## Written instruction
Convert the rows below into a JSON list of strings, one string per line, leaving out any blank lines.

┏━━

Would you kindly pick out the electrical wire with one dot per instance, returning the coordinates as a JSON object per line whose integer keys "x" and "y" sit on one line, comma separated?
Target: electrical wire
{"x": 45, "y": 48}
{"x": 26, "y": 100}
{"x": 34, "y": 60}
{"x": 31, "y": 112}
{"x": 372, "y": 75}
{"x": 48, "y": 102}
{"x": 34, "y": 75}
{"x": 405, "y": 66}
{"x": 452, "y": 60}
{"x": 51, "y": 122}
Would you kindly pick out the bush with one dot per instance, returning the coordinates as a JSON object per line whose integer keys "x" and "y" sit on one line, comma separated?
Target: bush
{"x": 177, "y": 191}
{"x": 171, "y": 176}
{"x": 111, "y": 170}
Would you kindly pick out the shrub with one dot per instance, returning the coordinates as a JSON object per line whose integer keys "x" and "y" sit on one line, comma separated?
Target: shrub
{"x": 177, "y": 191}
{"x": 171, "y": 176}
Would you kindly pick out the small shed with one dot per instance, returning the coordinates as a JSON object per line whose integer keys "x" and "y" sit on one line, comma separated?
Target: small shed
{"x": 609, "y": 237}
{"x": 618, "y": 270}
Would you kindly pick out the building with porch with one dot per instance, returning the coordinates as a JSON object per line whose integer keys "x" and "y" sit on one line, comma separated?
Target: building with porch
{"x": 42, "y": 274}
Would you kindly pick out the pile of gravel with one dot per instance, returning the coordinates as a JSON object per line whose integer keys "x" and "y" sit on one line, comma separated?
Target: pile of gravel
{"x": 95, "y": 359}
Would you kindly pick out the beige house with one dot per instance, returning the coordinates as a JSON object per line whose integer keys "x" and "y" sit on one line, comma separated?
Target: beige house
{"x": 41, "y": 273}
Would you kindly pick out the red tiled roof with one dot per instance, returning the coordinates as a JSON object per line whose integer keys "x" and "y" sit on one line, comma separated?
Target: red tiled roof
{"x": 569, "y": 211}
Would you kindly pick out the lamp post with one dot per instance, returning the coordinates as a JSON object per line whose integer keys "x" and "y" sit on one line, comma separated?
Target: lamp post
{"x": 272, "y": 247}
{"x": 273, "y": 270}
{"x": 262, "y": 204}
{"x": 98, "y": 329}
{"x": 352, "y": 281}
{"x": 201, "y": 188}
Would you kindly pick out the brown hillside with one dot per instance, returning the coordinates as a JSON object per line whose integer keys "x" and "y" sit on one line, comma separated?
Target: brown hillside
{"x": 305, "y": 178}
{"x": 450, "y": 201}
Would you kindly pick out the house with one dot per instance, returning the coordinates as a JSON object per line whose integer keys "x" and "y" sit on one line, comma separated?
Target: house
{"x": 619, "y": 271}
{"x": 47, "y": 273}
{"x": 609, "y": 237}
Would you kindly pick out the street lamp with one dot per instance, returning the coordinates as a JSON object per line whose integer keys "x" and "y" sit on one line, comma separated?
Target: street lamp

┗━━

## Task output
[
  "Would you kindly pick out the electrical wire with one dot per instance, returning the coordinates as a JSON object per line whose integer keys \"x\" and \"y\" sit on one line, comma separated?",
  "Target: electrical wire",
  "{\"x\": 45, \"y\": 48}",
  "{\"x\": 26, \"y\": 100}",
  "{\"x\": 34, \"y\": 60}",
  "{\"x\": 31, \"y\": 112}",
  "{\"x\": 372, \"y\": 75}",
  "{\"x\": 48, \"y\": 102}",
  "{\"x\": 34, \"y\": 75}",
  "{\"x\": 405, \"y\": 66}",
  "{\"x\": 452, \"y\": 60}",
  "{\"x\": 51, \"y\": 122}",
  "Would you kindly pick out the bush with one dot per instance, returning the coordinates as a JSON object per line whose integer keys \"x\" and \"y\" sit on one line, comma separated?",
  "Target: bush",
  "{\"x\": 177, \"y\": 191}",
  "{\"x\": 171, \"y\": 176}",
  "{\"x\": 111, \"y\": 170}",
  "Would you kindly pick out the shrub with one dot per instance, returning the coordinates as a JSON object per line whose integer keys \"x\" and \"y\" sit on one line, comma separated?",
  "Target: shrub",
  "{\"x\": 177, \"y\": 191}",
  "{\"x\": 171, \"y\": 176}",
  "Would you kindly pick out the small shed with one dot per instance, returning the coordinates as a JSON object per line whose integer keys \"x\" and \"y\" sit on one line, comma separated?",
  "Target: small shed",
  "{\"x\": 609, \"y\": 237}",
  "{\"x\": 618, \"y\": 270}",
  "Would you kindly pick out the building with porch with one dot per instance, returning the coordinates as a JSON object per line whose integer keys \"x\" and \"y\" sit on one line, comma separated?",
  "Target: building with porch",
  "{\"x\": 42, \"y\": 274}",
  "Would you kindly pick out the pile of gravel with one dot per instance, returning the coordinates as a JSON object per line whose integer keys \"x\" and \"y\" sit on one line, comma separated?",
  "Target: pile of gravel",
  "{\"x\": 95, \"y\": 359}",
  "Would you kindly pick out the beige house with one dot per instance, returning the coordinates as a JSON object per line whose integer keys \"x\" and \"y\" sit on one line, comma separated?",
  "Target: beige house",
  "{\"x\": 41, \"y\": 273}",
  "Would you kindly pick out the red tiled roof with one dot per instance, returning the coordinates as a JSON object per line whose integer keys \"x\" and \"y\" sit on one line, comma separated?",
  "Target: red tiled roof",
  "{\"x\": 569, \"y\": 211}",
  "Would you kindly pick out the lamp post with one dot per instance, returning the coordinates as a JSON object per line whose integer keys \"x\" and \"y\" sit on one line, comma separated?",
  "Target: lamp post",
  "{\"x\": 272, \"y\": 247}",
  "{\"x\": 273, \"y\": 270}",
  "{\"x\": 262, \"y\": 204}",
  "{\"x\": 98, \"y\": 329}",
  "{\"x\": 352, \"y\": 281}",
  "{\"x\": 201, \"y\": 188}",
  "Would you kindly pick out the brown hillside with one dot per instance, returning the coordinates as a JSON object per line whose integer keys \"x\" and \"y\" sit on one line, comma separated?",
  "Target: brown hillside",
  "{\"x\": 305, \"y\": 178}",
  "{\"x\": 450, \"y\": 201}",
  "Would you kindly pick out the house with one dot per instance, returning the coordinates as a JSON object per line whose integer keys \"x\" and \"y\" sit on one line, comma separated?",
  "Target: house",
  "{\"x\": 619, \"y\": 271}",
  "{\"x\": 47, \"y\": 273}",
  "{\"x\": 609, \"y\": 237}",
  "Would you kindly pick out the street lamp with one dot per instance, returning the coordinates as a JSON object per line whose integer keys \"x\" and \"y\" sit on one line, comma separated?",
  "Target: street lamp"
]